INSTRUCTIONS FOR THE TASK:
Rewrite every line of the material below as a numbered list, skipping blank lines and leaving the pictures out.

==== TASK DATA ====

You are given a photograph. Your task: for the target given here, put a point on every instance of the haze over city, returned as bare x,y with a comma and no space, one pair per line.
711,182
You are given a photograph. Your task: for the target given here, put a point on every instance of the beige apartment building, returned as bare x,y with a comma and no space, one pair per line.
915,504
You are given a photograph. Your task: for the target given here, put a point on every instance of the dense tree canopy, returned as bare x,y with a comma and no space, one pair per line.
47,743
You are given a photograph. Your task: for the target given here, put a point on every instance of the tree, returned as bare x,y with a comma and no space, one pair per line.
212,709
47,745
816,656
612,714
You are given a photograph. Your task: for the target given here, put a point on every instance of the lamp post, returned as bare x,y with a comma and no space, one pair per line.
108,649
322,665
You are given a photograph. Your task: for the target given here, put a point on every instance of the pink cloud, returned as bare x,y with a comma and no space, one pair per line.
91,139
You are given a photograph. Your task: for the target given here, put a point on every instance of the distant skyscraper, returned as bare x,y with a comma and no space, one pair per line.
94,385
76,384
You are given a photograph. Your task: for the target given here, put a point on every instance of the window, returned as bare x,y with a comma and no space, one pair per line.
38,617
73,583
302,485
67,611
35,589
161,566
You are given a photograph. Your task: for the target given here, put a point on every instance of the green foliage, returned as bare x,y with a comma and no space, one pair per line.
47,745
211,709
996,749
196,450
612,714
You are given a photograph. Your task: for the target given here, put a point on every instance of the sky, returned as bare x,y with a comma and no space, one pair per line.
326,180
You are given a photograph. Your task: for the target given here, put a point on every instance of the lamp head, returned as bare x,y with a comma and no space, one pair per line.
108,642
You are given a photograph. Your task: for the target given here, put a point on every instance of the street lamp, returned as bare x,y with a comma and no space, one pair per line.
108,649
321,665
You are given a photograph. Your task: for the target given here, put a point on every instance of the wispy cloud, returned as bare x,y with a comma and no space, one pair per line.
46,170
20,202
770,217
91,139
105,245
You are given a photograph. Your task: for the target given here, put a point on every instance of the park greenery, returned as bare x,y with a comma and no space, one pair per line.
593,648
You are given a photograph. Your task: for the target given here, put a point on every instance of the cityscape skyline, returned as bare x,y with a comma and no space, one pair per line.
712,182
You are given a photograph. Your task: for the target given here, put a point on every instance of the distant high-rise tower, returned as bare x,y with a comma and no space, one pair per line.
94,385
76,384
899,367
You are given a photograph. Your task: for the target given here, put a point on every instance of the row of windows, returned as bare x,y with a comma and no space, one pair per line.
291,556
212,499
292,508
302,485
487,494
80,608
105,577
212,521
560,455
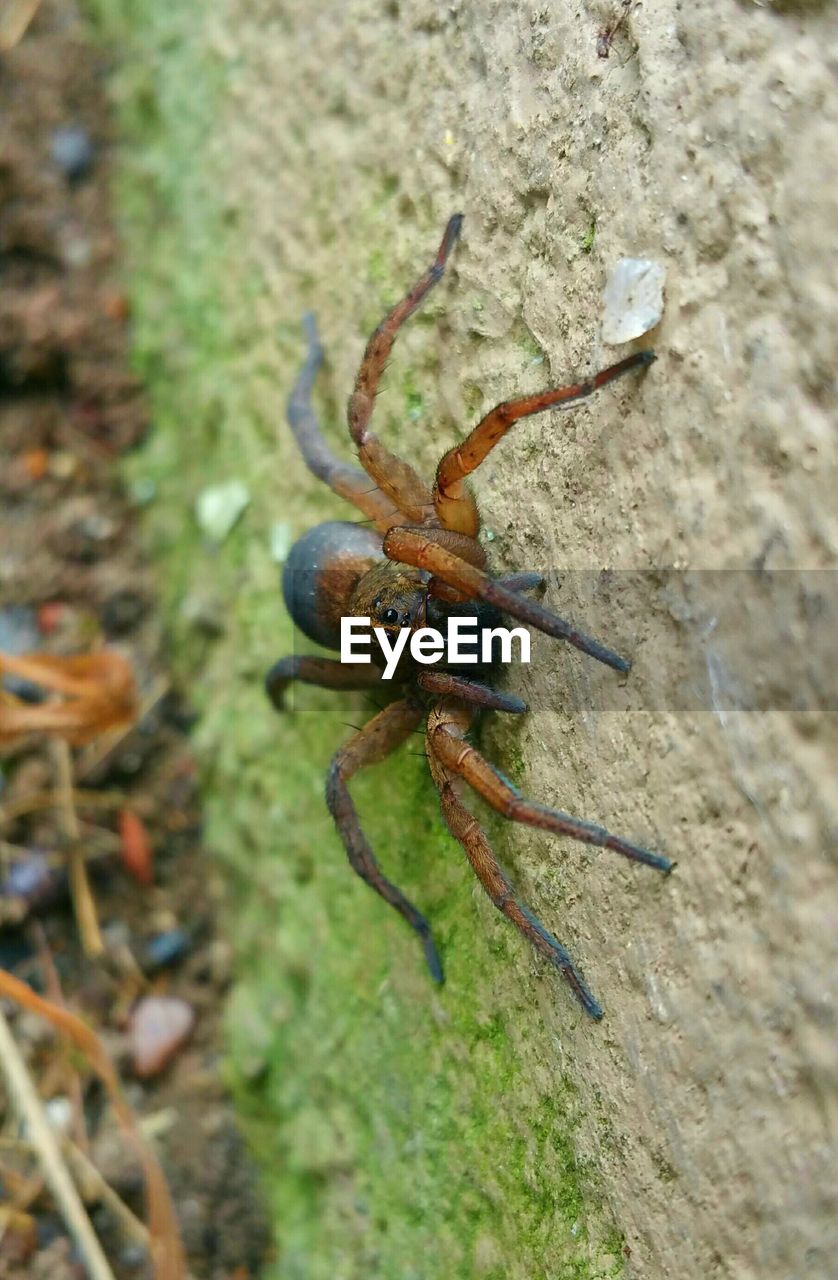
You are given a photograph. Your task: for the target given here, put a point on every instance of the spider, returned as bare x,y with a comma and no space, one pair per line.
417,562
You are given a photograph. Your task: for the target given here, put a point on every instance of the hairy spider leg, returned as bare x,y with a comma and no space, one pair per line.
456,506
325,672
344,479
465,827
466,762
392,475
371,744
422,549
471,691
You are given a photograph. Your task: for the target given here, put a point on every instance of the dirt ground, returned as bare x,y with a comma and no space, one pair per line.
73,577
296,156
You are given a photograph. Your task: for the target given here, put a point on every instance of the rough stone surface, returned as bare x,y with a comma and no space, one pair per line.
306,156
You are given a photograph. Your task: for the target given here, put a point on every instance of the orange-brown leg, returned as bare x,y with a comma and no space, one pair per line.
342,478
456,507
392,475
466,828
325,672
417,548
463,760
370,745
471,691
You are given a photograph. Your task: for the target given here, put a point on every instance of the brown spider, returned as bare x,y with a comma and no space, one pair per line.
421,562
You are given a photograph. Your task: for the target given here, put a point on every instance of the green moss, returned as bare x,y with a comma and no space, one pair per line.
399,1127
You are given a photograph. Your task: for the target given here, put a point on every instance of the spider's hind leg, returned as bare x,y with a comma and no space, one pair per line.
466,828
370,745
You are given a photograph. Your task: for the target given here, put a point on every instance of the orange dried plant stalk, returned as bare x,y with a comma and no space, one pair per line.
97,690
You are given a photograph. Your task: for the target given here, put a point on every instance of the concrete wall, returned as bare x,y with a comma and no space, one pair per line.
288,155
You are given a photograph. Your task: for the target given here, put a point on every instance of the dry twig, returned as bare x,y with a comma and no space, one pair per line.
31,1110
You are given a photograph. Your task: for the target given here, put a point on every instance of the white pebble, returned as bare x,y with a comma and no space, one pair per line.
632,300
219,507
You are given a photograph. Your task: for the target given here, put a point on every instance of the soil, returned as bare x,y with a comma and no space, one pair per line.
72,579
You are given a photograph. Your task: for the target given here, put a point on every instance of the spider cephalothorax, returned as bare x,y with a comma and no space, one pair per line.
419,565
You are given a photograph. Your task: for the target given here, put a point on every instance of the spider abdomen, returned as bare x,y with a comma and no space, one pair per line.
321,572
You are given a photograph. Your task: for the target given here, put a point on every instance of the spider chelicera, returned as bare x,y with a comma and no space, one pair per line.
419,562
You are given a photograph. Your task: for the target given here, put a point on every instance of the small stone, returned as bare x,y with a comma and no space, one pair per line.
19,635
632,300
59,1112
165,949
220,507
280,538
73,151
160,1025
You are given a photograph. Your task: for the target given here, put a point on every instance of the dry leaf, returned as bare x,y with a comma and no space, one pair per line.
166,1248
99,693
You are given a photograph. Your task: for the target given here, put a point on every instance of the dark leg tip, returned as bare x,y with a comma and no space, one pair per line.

====

OUTPUT FOR THIS EXERCISE:
1. You are given a photograph. Your task: for the target given here, put a point on every instance of the haze over city, returned as bare x,y with a comma and no space, one pair per line.
2. 711,182
3. You are given a photograph. Your task: for the target given here, put a point on every instance of the beige apartment building, returned as bare x,y with a comma and no space, one pair per line.
4. 915,504
5. You are given a photograph. Your task: for the target given here, put a point on every instance of the dense tree canopy, returned as bare x,y with a comma and no space, one pair per line.
6. 47,743
7. You are given a photograph. Your task: for the target given here, put a point on every instance of the tree, returned as bare x,y with a comma and no space, one pair per line.
8. 212,709
9. 47,745
10. 816,656
11. 612,714
12. You are given a photograph. Your task: for the target given here, put a point on every instance of the lamp post, returned as bare x,y with a comma and no space, one pair per line.
13. 108,649
14. 322,665
15. You are given a photograph. Your task: for the target given here, put a point on every instance of the pink cloud, returned as bare x,y with a comma and no space, one pair per line.
16. 91,139
17. You are given a photograph. Your task: for the target given here, put a point on every instance of the distant skyscraper, returned as bare x,y with a comma and no space, one pair per line.
18. 94,385
19. 76,384
20. You are given a photograph. Your task: for the target given here, put a point on every instance of the window, returned as bare x,y with a comma and no space, one pair per line.
21. 38,617
22. 73,583
23. 302,485
24. 67,611
25. 35,589
26. 161,566
27. You are given a photograph. Your task: for the target given here, put a point on every instance of the green foliage, returned as bare x,y with a comma and no space, one pair per line.
28. 47,745
29. 211,709
30. 996,749
31. 196,450
32. 612,714
33. You are given a photograph. Your task: for the target given here, put a point on every instance of the sky, returned as bare x,y with a comma and no space, one pair per line.
34. 326,180
35. You are given a photograph. Your task: for the target given here, put a point on every instance of the lamp head, returned as bare x,y with a comma and no space, one pair per line.
36. 108,642
37. You are given a photograph. Your task: for the target given here, put a point on every instance of the street lamp, returned as bare x,y with a comma and no space, one pair per line.
38. 108,649
39. 321,665
40. You are given a photograph. Your task: for the target given here, put a point on every instance of the wispy cloud, returned as bare x,y with a comma and no space, one pair per line.
41. 46,170
42. 20,202
43. 770,217
44. 91,139
45. 105,245
46. You are given a photograph. Your task: for the target given here, put a point on every instance of the park greenery, returned as bare x,y with a comma and no space, one pair per line.
47. 593,648
48. You are given a photograph. Your task: for the target given here, put a point on every instance of the cityscape skyline, returned as bare x,y with a comma and no space, one pair per line.
49. 712,182
50. You are given a photograph. Your task: for the target given here, put a point on every instance of the distant high-rise tower, returned as bare x,y with a comma and no space, one pair per line.
51. 94,385
52. 76,384
53. 899,367
54. You are given a photograph. Your task: for the target given here, put a point on every instance of the row of windows, returned as bare x,y with a comma and no space, one pair per line.
55. 291,556
56. 212,499
57. 292,508
58. 302,485
59. 487,494
60. 80,608
61. 105,577
62. 212,521
63. 560,455
64. You are given a photograph. Your task: for the target given here, put a point on every instance of the spider, returned as bare x,y with a comma and no space, one pair per line.
65. 417,562
66. You are given a photograph. Your task: for the target given here, put a point on every instance of the hairy spider leg, returned as bare x,y with a comma and no space, one pair per line.
67. 456,506
68. 325,672
69. 344,479
70. 465,827
71. 466,762
72. 392,475
73. 371,744
74. 422,549
75. 471,691
76. You are given a photograph. Your task: for the target given here, put a point on every instance of the dirt ground, returned as bare x,y with a comma and no space, one pair per line.
77. 73,577
78. 296,156
79. You are given a photograph. Your task: for the target given here, put a point on every instance of the rough stone surface, returned as bare x,y with a comma and no space, one pair per line.
80. 306,156
81. You are given a photograph. Your task: for the target given here, put a point on every instance of the orange-brown leg, returned as bare x,y with a comma and no space, one pair per line.
82. 342,478
83. 456,507
84. 392,475
85. 466,828
86. 325,672
87. 417,548
88. 463,760
89. 370,745
90. 471,691
91. You are given a photograph. Your task: for the target given here, put a point on every instance of the brown spider, returned as bare x,y with a comma and no space, one pair per line.
92. 421,562
93. You are given a photograph. Your task: for the target given here, put a point on every instance of the green moss, returned as bare x,y with a comma and no space, one pair per line.
94. 399,1127
95. You are given a photograph. Your task: for the target given here, put a point on every instance of the spider's hind leg, returned as bare x,y with a comma and no space, one pair per line.
96. 466,828
97. 370,745
98. You are given a photograph. Your task: for the target given here, put a point on every instance of the orange dried plant stalk, returned as bare x,y with a comma and no space, one pair per line.
99. 97,690
100. You are given a photograph. Your task: for the target given here, put a point on every instance of the concrete wall, returned as bare x,y with a comma and no space, one pair per line.
101. 288,155
102. You are given a photograph. Your task: for the target given here, put a point on every instance of the dry twig, returned as bare x,y with a comma and no space, one pair per line.
103. 31,1110
104. You are given a photograph. Your task: for the target given here, put a point on every instance of the white pebble, returned as bare x,y with a comma and no space, one pair per line.
105. 632,300
106. 219,507
107. You are given a photograph. Your task: for the target given here, put a point on every instance of the soil, returned as bare x,y with a comma and no space, one pair per line.
108. 72,579
109. You are given a photograph. Your task: for the target given here, put a point on every instance of the spider cephalothorax, returned as bare x,y with a comma and no space, one pair per line.
110. 419,565
111. You are given a photograph. Your task: for the target given here, put a point on every instance of the spider abdomen, returned as bare x,y with a comma and no space, one pair per line.
112. 321,572
113. You are given a photograph. Your task: for the target given here, put a point on every instance of the spider chelicera, returned as bare x,y with a comma and no space, one pair per line.
114. 419,562
115. You are given a photograph. Your task: for the target given here, put a point on every instance of the small stone, returned as bare x,y with a comma and no space, one pair per line.
116. 19,635
117. 632,300
118. 59,1112
119. 165,949
120. 220,507
121. 280,538
122. 73,151
123. 160,1025
124. You are given a photograph. Your task: for the target given here, put a point on every instance of the dry leaf, returned as bare x,y with a comma and no space, one pair per line.
125. 166,1248
126. 99,693
127. You are given a photograph. Your task: for the target given here, put a point on every instance of the dark leg tip, returned as bare x,y with a comma and no space, one pair per line.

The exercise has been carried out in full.